# [What you should do]
Transcribe every line of the records below word for word, leaving out the pictures.

* start Exercise inputs *

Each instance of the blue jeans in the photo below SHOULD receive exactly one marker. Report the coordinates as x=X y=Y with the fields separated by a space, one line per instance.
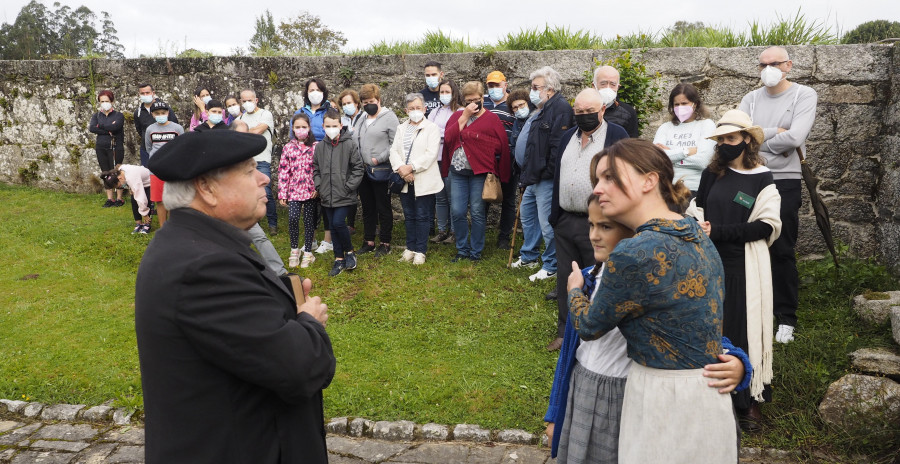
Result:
x=264 y=168
x=535 y=217
x=417 y=216
x=340 y=234
x=465 y=196
x=442 y=200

* end Exercise inputs *

# [Result of the exercise]
Each instance of the blue jeans in the photo below SHOULD receive exactly one marker. Report the coordinates as x=X y=Y with the fields separated by a space, one line per instance.
Result:
x=264 y=168
x=535 y=217
x=417 y=216
x=340 y=234
x=465 y=196
x=442 y=200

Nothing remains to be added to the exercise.